* [GOAL]:
Report each line in the listing below that contains the word "table". Matching is case-sensitive.

* [MATERIALS PROVIDED]:
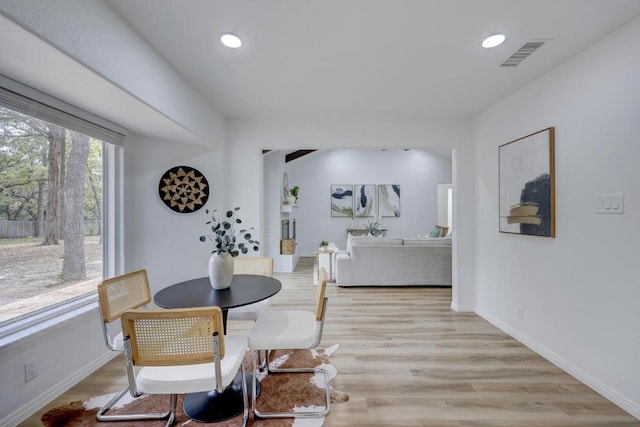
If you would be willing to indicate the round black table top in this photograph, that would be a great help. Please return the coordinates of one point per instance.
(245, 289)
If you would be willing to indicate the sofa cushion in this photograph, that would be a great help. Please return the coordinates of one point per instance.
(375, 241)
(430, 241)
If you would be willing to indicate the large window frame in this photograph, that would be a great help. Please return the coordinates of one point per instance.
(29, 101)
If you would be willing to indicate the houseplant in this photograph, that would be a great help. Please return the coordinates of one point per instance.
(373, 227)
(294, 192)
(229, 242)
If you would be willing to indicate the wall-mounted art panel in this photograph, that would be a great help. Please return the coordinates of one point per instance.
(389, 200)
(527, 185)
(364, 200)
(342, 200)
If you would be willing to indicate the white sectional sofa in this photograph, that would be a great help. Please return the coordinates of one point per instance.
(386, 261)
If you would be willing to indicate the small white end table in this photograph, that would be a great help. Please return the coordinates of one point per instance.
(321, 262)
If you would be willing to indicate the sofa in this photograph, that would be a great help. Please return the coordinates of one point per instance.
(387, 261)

--

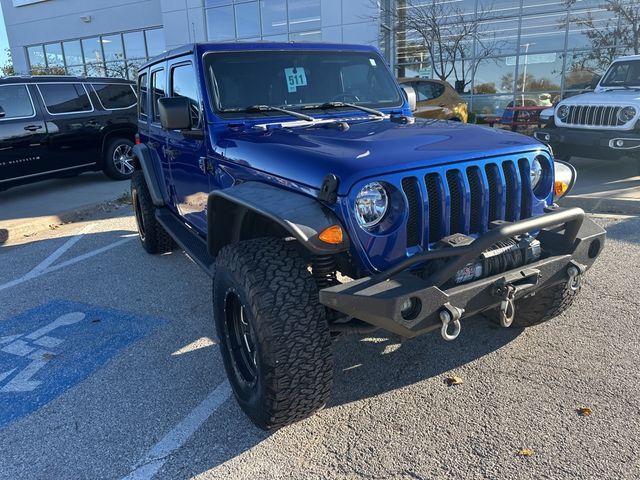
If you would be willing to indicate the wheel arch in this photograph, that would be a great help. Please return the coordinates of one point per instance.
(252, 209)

--

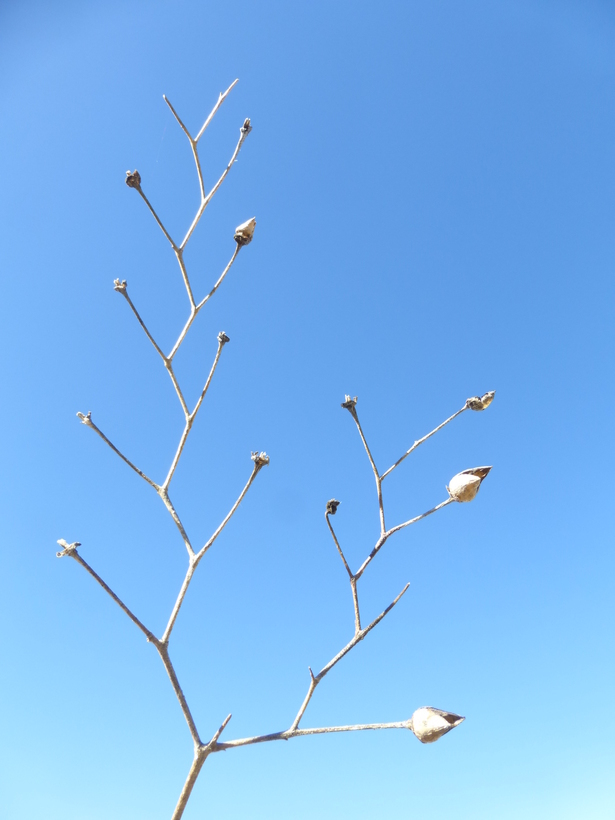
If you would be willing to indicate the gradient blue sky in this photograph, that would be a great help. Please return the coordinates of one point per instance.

* [RESULT FOR THIS TASK]:
If you would be willing to indicate the round black table top in this photograph, that would be a great help. Please return the coordinates of one point per instance.
If you would be willing to indicate the small white end table in this photograph, that would be a great help. Please return the coordinates of one point per instance.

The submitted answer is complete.